▶ EXCERPT TO READ
start

After years of exploring the technology, the Army is gearing up to turn its autonomous truck convoy demonstrations into a formal program of record.
The service has been pursuing the idea of having unmanned vehicles incorporated into its convoys for more than a decade, with the goal of reducing the number of casualties associated with ground resupply missions.
However, encouragement by Army leadership is accelerating the timeline for a leader-follower capability, Bernard Theisen, autonomous ground resupply program manager at the Tank Automotive Research, Development and Engineering Center, said in an interview.
Expedient leader-follower is a capability that allows for a convoy that contains one manned vehicle followed by unmanned vehicles. The initiative went to the Army Requirements Oversight Council, which decided to proceed with the capability in February 2018, he noted. After examining the technology at TARDEC, Army Secretary Mark Esper was so impressed that he asked to push the timeline forward, Theisen noted.
To kick off the initiative, the Army will issue optionally manned vehicles to two composite truck company units, he said. Thirty will go to Fort Polk, Louisiana, in September and 30 will go to Fort Sill, Oklahoma, in January 2020. They will replace a platoon's worth of trucks at each installation, or half of each company's total number of platforms.

end

▶ WHAT YOU WILL DO
• a. Print the passage on the Army's autonomous truck convoys word for word, from "After years of" to "in an interview.".
• b. Write the next part of the passage on the Army's autonomous truck convoys, starting right after its final sentence.

▶ DATA SECTION
start

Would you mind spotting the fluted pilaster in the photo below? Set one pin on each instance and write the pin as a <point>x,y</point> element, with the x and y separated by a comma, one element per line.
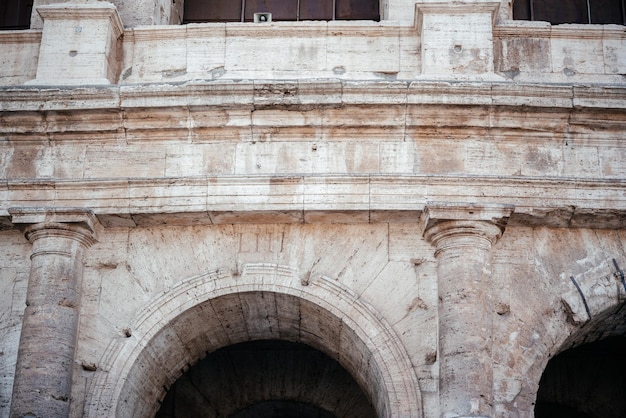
<point>463,236</point>
<point>43,376</point>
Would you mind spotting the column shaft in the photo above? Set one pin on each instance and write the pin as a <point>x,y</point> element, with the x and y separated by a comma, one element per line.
<point>463,237</point>
<point>43,376</point>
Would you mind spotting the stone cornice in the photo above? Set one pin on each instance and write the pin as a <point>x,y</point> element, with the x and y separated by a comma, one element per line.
<point>566,203</point>
<point>226,93</point>
<point>509,110</point>
<point>84,11</point>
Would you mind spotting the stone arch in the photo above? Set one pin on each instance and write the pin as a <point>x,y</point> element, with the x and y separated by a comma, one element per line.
<point>596,311</point>
<point>175,330</point>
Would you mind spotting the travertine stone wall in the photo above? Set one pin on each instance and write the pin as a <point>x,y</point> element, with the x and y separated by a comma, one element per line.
<point>304,181</point>
<point>388,266</point>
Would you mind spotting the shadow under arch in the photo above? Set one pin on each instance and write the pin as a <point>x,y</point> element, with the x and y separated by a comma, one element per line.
<point>587,378</point>
<point>267,301</point>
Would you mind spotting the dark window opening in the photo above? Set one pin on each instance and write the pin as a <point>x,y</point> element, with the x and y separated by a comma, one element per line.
<point>281,10</point>
<point>15,14</point>
<point>571,11</point>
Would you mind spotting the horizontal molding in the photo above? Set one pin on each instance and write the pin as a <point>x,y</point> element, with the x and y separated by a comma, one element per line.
<point>305,94</point>
<point>551,202</point>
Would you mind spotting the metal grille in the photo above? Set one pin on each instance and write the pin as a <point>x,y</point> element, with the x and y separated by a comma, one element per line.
<point>571,11</point>
<point>285,10</point>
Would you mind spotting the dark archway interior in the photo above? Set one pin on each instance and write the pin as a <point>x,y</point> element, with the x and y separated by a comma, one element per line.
<point>267,378</point>
<point>588,381</point>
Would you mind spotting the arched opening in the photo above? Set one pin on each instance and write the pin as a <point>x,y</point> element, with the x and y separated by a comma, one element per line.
<point>266,302</point>
<point>266,378</point>
<point>588,380</point>
<point>585,382</point>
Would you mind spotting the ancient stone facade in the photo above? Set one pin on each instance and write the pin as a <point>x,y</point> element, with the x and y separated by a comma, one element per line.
<point>435,203</point>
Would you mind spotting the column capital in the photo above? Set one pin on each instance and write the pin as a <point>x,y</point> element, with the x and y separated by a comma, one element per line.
<point>75,223</point>
<point>440,221</point>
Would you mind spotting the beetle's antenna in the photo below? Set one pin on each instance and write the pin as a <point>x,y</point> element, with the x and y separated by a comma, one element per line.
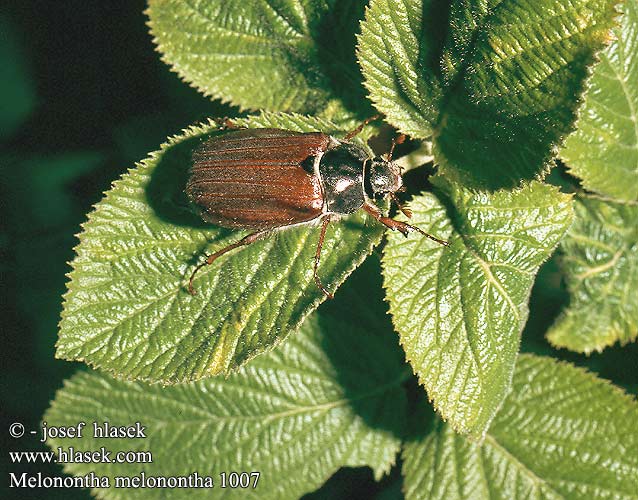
<point>400,139</point>
<point>406,211</point>
<point>358,130</point>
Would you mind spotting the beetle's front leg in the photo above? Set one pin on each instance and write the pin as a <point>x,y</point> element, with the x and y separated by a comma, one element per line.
<point>397,225</point>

end

▶ RESPONSES TO THE TASKS
• a.
After years of exploring the technology, the Army is gearing up to turn its autonomous truck convoy demonstrations into a formal program of record.
The service has been pursuing the idea of having unmanned vehicles incorporated into its convoys for more than a decade, with the goal of reducing the number of casualties associated with ground resupply missions.
However, encouragement by Army leadership is accelerating the timeline for a leader-follower capability, Bernard Theisen, autonomous ground resupply program manager at the Tank Automotive Research, Development and Engineering Center, said in an interview.

• b.
This will allow the Army to compare the platoon of optionally manned vehicles to the platoon of manned systems to see if the new capability improves the unit's performance, he said. "How does it change their tactics, techniques and procedures? These are some of the things we're going to be looking at." Following a yearlong operational technology demonstration, the service hopes to move the effort straight to Milestone C, he noted.
Low-rate initial production is scheduled for fiscal year 2021. Full-rate production is slated for fiscal year 2023 and production is scheduled for completion by fiscal year 2027, according to a November 2018 Congressional Research Service report titled, "U.S. Ground Forces Robotics and Autonomous Systems (RAS) and Artificial Intelligence (AI): Considerations for Congress."
The capability is currently about an 80 percent solution for the Army's needs, Theisen said.
"We fully admitted it's not the whole solution. I don't think anybody has the whole solution... for autonomy," he said. "That's why the Waymos and the Teslas and the Toyotas and the Fords and...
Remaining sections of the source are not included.